Document section.
Quba District (; ) is one of the 66 districts of Azerbaijan. It is located in the north-east of the country and belongs to the Guba-Khachmaz Economic Region. The district borders the districts of Qusar, Qabala, Ismayilli, Shamakhi, Shabran, and Khachmaz. Its capital and largest city is Quba. As of 2020, the district had a population of 173,400.

The fertile region surrounding Quba is best known for its production of apples and the city area of Quba is known for its fine carpets.

History 
Quba rose to prominence in the 18th century. In 1747, Nader Shah ruler of the Afsharid Dynasty was assassinated. That same year, Hussein-Ali, the Shah's designated ruler of the region, decided to attempt to unify the Azeri khanates as an independent kingdom. One of his first moves was to relocate his capital from the less defensible Xudat in the Caspian lowlands to Quba where he built a fortress. Hussein-Ali died in 1757 and his son Fatali Khan carried on the expansion with Quba reaping the riches of its status as the capital. Some ruins from this period, such as Çirax Qala on the way to Baku, exist today.

However, upon Fatali Khan's death in 1789, the city's fortunes began to turn. In 1806, the khanate was occupied and soon absorbed by the Russian Empire. As a result, the city fell into the background of Azerbaijani history and politics.

The city is home to several historic buildings, including the Juma Mosque (Cuma Məscid or Friday Mosque), Ardabil Mosque (Ərdəbil Məscid) and old hamman (baths).

The region is home to Azerbaijan's largest community of Mountain Jews in the community of Qırmızı Qəsəbə (formerly in , ), located just across the river from Quba City.

Agriculture of Quba 
Guba region has been known for its fruitful gardens since the Soviet era. According to the annual report of the Azerbaijan Statistical Committee, the apple orchards in the Guba-Khachmaz economic region covers nearly 22,000 hectares. About 14,000 hectares of these are in the Guba district.

Apple festival 

Since 2012, every year an apple festival is held in Guba. Compositions, national dances reflecting Azerbaijani custom and traditions, different types of apples, sweets and drinks prepared from apple are demonstrated at the ceremony. Various competitions are held among the gardeners at the "Apple Festival".

Data listing.
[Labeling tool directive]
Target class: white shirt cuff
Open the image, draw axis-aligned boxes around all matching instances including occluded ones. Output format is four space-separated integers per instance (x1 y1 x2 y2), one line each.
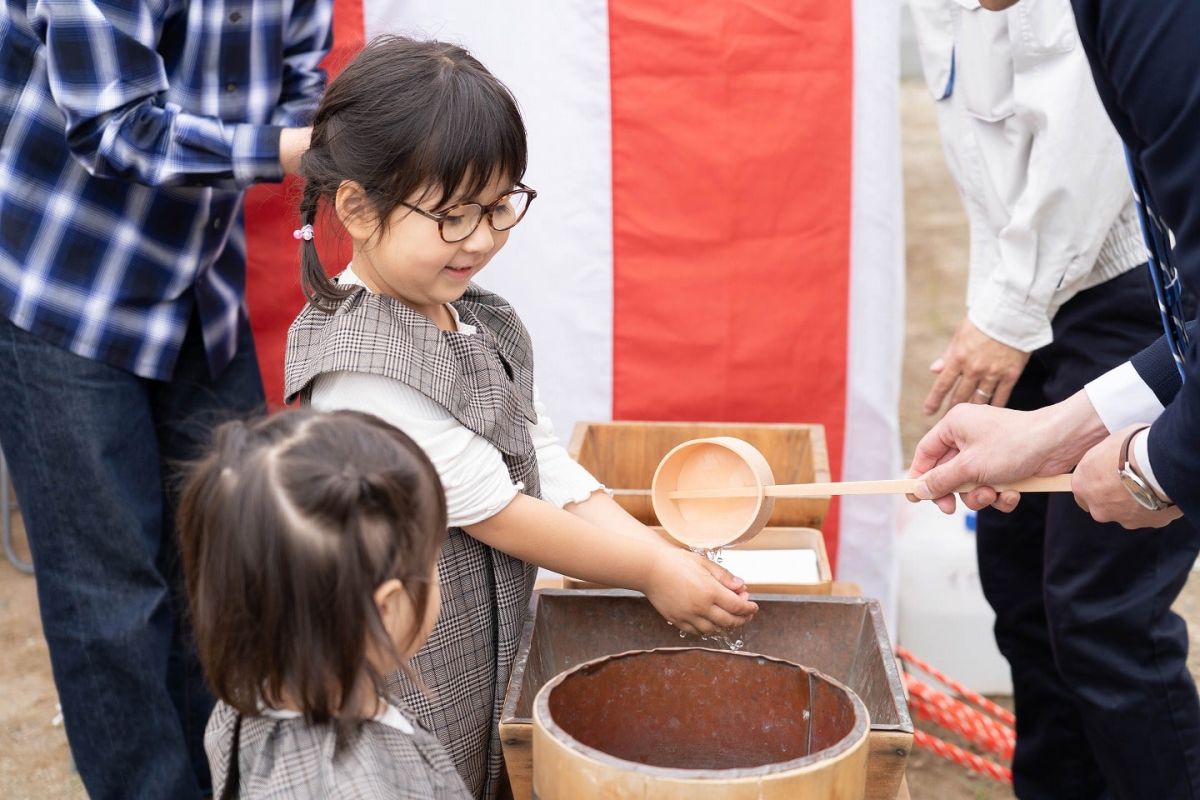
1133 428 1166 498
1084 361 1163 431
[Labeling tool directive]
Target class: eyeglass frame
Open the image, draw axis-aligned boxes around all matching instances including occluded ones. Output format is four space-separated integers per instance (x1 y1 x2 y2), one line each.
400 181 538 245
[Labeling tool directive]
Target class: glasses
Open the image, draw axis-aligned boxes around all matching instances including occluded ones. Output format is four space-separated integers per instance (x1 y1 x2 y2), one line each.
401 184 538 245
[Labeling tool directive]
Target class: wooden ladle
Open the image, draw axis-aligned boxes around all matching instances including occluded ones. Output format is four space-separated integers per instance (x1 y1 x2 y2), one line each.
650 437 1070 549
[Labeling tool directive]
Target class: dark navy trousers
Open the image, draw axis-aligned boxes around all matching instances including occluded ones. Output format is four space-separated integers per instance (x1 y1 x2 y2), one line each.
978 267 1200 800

---

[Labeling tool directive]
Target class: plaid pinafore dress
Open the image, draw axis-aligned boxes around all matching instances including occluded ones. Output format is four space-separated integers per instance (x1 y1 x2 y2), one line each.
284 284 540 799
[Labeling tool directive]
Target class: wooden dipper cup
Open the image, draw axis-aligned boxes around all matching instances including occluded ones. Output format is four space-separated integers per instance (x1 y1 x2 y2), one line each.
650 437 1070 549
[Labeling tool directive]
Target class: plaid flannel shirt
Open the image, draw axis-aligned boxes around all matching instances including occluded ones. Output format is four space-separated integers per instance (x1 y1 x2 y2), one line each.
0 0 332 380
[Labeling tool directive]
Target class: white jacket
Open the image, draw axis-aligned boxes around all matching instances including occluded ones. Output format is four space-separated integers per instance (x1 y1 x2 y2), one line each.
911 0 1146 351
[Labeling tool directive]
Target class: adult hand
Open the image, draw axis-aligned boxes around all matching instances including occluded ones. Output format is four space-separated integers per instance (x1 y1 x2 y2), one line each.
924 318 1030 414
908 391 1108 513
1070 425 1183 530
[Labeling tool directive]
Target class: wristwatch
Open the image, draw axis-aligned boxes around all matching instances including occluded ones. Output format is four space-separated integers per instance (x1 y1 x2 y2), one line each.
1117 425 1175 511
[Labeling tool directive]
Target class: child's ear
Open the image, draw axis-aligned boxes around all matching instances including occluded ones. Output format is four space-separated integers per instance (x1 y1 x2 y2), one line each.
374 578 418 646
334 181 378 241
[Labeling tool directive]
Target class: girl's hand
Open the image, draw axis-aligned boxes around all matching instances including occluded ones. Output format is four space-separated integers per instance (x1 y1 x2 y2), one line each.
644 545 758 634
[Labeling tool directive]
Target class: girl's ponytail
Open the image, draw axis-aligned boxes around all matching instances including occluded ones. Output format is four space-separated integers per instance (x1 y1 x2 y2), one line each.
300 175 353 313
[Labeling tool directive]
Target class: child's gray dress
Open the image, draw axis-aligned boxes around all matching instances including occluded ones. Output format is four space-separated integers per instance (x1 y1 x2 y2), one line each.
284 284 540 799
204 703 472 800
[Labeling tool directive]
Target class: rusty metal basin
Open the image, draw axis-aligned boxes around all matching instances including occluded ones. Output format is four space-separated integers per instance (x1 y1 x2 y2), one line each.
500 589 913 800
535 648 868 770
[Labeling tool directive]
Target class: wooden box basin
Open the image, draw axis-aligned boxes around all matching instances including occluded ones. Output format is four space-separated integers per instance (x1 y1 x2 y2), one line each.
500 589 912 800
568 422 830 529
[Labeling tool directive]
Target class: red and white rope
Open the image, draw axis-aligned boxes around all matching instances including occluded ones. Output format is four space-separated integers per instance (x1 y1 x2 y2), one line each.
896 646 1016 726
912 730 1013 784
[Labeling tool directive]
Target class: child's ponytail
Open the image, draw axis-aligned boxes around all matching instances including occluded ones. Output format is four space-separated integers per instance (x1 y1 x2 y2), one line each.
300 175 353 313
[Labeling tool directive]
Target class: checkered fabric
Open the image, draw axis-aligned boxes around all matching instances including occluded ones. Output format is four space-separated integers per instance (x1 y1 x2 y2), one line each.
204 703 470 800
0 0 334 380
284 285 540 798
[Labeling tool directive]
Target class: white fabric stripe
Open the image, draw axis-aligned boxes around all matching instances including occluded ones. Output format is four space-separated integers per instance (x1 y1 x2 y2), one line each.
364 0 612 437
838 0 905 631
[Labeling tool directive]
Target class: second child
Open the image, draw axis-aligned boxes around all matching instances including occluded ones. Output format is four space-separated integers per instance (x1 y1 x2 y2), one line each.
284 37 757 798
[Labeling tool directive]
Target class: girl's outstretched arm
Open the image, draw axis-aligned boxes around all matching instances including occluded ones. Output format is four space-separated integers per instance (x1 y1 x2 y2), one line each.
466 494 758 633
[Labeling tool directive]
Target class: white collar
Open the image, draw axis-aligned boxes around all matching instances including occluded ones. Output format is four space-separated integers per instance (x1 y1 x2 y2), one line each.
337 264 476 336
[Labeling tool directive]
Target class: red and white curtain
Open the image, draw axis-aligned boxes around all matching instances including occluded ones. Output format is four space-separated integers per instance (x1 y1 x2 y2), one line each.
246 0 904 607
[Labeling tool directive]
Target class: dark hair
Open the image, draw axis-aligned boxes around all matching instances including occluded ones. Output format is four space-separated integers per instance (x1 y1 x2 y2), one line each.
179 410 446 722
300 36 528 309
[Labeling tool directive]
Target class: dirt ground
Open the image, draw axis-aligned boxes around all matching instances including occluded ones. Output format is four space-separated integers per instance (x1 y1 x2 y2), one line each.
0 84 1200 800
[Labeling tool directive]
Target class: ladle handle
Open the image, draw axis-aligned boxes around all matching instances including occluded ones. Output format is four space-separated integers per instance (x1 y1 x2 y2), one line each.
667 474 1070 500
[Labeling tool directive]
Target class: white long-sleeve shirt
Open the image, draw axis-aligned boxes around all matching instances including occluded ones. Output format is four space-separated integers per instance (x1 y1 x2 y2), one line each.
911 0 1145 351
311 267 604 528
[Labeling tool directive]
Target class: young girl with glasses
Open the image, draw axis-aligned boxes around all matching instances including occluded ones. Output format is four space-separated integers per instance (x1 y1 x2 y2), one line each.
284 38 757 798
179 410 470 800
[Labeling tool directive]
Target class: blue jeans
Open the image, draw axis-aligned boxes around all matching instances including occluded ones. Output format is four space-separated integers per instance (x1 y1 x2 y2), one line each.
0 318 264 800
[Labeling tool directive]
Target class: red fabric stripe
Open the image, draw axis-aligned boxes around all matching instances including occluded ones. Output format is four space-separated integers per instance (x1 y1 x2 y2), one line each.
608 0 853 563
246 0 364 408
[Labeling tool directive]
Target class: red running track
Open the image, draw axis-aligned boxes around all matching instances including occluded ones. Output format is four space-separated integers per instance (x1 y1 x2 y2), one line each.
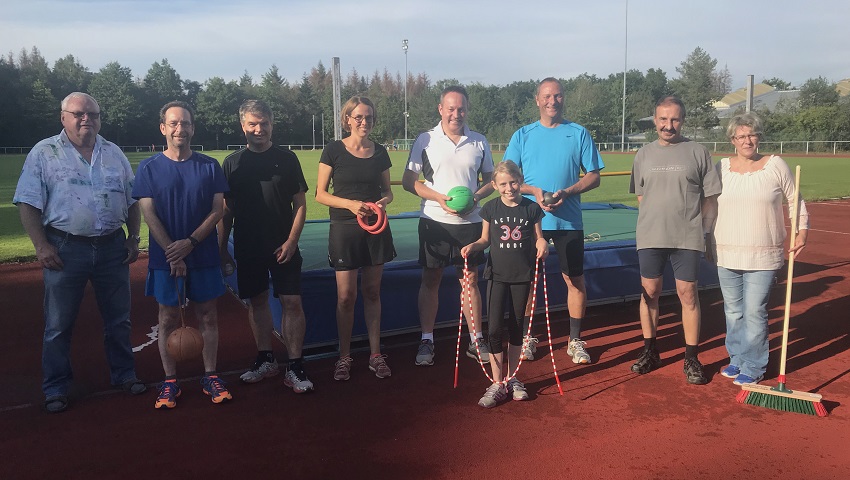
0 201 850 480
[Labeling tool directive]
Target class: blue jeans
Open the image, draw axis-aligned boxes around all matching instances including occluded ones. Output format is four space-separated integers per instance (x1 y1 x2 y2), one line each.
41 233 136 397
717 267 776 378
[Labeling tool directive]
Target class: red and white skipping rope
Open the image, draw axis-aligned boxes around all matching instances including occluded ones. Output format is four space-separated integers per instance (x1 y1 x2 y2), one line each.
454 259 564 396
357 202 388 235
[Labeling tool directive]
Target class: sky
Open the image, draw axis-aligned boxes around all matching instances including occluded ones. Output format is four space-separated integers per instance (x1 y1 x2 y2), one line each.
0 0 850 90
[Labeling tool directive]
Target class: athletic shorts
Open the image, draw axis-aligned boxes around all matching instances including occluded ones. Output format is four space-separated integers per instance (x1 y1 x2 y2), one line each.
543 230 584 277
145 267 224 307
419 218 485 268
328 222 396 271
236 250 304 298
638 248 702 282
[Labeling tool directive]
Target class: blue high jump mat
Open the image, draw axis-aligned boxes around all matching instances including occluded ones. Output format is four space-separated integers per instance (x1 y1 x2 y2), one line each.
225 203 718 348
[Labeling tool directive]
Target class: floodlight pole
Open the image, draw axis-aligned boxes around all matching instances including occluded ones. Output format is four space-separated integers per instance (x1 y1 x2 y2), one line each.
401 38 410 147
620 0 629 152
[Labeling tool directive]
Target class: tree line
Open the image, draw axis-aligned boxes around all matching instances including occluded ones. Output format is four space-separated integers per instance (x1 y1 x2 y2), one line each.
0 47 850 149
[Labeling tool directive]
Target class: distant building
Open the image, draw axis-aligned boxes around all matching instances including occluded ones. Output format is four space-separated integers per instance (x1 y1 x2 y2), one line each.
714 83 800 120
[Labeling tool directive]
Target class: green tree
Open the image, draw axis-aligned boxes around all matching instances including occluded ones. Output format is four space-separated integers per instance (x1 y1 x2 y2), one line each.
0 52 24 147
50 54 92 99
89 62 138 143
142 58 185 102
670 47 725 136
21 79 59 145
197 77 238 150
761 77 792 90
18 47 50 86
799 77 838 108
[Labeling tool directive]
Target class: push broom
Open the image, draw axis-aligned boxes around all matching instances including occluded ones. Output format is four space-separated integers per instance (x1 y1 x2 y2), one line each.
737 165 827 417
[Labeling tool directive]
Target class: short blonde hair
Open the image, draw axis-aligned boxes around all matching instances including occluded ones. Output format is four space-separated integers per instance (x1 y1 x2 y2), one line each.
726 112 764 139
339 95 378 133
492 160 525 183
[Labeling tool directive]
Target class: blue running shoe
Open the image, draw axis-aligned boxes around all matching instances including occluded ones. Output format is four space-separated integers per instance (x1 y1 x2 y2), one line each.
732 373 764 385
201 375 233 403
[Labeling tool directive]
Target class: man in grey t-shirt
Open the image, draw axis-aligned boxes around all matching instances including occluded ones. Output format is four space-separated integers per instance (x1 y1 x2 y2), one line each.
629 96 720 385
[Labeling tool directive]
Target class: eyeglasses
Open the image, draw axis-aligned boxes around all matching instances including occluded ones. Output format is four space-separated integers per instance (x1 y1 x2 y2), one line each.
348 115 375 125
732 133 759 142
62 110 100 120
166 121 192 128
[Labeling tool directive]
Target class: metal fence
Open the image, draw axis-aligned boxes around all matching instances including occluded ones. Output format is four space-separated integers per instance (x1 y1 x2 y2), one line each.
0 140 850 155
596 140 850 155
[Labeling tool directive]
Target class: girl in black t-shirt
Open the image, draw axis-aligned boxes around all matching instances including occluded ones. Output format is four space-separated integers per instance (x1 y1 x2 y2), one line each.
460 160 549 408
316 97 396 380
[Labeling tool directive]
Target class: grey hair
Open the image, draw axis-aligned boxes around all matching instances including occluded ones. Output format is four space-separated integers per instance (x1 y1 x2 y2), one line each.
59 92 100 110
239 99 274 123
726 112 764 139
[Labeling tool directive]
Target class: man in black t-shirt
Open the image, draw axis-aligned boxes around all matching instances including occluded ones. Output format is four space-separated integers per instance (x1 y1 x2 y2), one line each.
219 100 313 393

==

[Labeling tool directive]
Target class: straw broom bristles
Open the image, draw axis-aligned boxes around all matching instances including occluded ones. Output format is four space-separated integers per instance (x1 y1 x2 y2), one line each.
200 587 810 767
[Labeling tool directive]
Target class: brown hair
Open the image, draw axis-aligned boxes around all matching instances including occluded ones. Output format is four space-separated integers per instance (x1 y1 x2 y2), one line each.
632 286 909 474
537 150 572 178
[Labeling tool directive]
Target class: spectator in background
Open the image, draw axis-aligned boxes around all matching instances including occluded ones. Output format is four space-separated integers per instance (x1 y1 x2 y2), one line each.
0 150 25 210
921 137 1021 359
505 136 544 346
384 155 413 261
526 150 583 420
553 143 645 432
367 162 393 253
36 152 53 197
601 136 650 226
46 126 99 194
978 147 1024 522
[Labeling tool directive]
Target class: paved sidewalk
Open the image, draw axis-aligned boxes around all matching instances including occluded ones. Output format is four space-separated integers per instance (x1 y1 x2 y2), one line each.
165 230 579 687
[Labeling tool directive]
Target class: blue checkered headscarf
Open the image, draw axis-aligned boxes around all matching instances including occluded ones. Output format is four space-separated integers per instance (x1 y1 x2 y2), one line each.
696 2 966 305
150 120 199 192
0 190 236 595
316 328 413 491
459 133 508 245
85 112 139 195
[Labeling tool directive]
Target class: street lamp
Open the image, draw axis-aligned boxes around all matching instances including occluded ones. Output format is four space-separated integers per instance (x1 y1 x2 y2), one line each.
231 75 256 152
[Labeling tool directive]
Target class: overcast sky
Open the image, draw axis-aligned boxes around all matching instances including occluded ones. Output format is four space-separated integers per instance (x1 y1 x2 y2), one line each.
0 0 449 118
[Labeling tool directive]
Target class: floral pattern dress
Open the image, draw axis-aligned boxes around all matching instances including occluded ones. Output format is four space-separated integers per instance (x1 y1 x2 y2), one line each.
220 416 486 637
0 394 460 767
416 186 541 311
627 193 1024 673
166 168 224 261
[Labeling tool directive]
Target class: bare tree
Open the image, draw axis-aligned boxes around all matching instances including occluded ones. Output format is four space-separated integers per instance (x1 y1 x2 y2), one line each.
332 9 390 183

Task item. Reproduce word for word the passage of the Quba District text starting with "However, upon Fatali" and going on through "old hamman (baths).". The records have nothing to do with what is asked here.

Written answer.
However, upon Fatali Khan's death in 1789, the city's fortunes began to turn. In 1806, the khanate was occupied and soon absorbed by the Russian Empire. As a result, the city fell into the background of Azerbaijani history and politics.

The city is home to several historic buildings, including the Juma Mosque (Cuma Məscid or Friday Mosque), Ardabil Mosque (Ərdəbil Məscid) and old hamman (baths).